> _EJERCICIO ESCRITO A_:
Localiza en los registros cada línea que contenga la palabra "door" y cópiala.

> _TEXTO FUENTE_:
----

La silla de la escritora ha sido tomada en relatos tan
amenos como filosóficos, como aquel del escritor Eduardo González Viaña, cuando
le daba una vida paralela y trascendente a ese asiento movible en la tierra y
el cielo. Ante estas nuevas luces referenciales, Tatta empezó a amar su silla
como aquel instrumento de apoyo necesario para continuar con su vida;
instrumento que pide su compañía también y que espera ser útil siempre con la
fidelidad de una preciosa materia inanimada.
Y en esa silla amada, ha paseado por los lugares que
ella nunca pensó, sumando condecoraciones, homenajes y premios que trata de
evitar, jamás por soberbia, sino porque cree en su fuero interno algo no menos
irónico, pero llegado de la hija del señor Torres Ortega es perfecto cuando lo
dice: “De tantos premios que me dan voy a empezar a creer que estoy a punto de
morir”.
La Antigua Escuela de
Periodismo "Carlos Uceda Meza" de Trujillo, su Alma Mater, le otorgó
la Medalla Periodista José Faustino Sánchez Carrión en el Congreso de la República;
asimismo, el Gobierno Regional de La Libertad, la Universidad Señor de Sipán e
innumerables instituciones, empresas, agrupaciones, clubes, etc. han mostrado
el cariño y el justo reconocimiento a su labor periodística y vivencial.
Tatta lleva tras de
sí una historia condensada en poesía, porque el acto de brindarse al mundo con
firmeza, defendiendo “su pequeño lugar en el mundo”, su lágrima de alegría y de
pena ahora y siempre, su cultivo pasional por el arte que representa para ella
el universo y el orden por el cual camina Dios; es el viaje que vale la pena
ser vivido, aquel boleto que se compró sin tratamientos ni reclamos, aquella
puerta por la que sólo entran los valientes, como Tatta: la gloria.

----

> _EJERCICIO ESCRITO B_:
Responde brevemente, según el texto fuente:
(i) ¿Qué escritor le dio a la silla una vida paralela y trascendente en uno de sus relatos?
(ii) ¿Qué medalla le otorgó a Tatta la Antigua Escuela de Periodismo "Carlos Uceda Meza" de Trujillo?
(iii) ¿Con qué palabra termina el texto de nombrar la puerta por la que sólo entran los valientes?

----

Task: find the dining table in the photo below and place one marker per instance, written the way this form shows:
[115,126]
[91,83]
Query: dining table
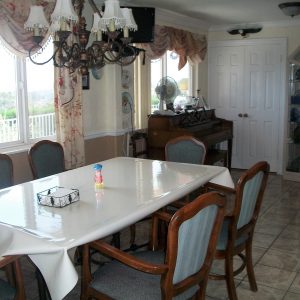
[133,188]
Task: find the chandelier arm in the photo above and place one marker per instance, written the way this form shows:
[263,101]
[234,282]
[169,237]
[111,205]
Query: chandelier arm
[96,56]
[112,51]
[128,55]
[59,59]
[95,8]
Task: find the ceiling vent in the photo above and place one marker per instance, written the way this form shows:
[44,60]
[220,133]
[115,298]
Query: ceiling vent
[244,32]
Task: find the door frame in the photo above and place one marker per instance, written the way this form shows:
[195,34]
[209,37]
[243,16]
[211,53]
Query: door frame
[282,42]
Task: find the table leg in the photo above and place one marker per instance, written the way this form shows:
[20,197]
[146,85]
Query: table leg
[42,286]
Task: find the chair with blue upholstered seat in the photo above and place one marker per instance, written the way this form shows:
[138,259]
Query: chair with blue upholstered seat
[46,158]
[6,171]
[239,223]
[185,149]
[179,273]
[15,290]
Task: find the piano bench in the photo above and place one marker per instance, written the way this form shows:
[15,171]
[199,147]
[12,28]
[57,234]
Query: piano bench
[215,155]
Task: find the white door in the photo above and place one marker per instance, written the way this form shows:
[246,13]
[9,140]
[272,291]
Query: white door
[245,86]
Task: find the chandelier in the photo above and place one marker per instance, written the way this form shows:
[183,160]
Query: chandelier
[110,29]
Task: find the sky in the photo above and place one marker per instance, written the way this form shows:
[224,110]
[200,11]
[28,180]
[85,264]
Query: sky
[39,77]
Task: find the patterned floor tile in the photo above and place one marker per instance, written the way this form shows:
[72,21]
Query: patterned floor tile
[263,293]
[282,260]
[274,277]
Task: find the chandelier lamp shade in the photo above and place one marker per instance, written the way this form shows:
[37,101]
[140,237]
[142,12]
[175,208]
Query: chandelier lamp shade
[70,36]
[290,9]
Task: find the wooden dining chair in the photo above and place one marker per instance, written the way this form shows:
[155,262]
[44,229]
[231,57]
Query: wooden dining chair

----

> _RESPUESTA ESCRITA A_:
Task: find the door frame in the photo above and place one marker per instance, written the way this form shows:
Query: door frame
Task: find the white door in the photo above and place one marker per instance, written the way this form shows:
Query: white door

> _RESPUESTA ESCRITA B_:
(i) Eduardo González Viaña.
(ii) La Medalla Periodista José Faustino Sánchez Carrión.
(iii) La gloria.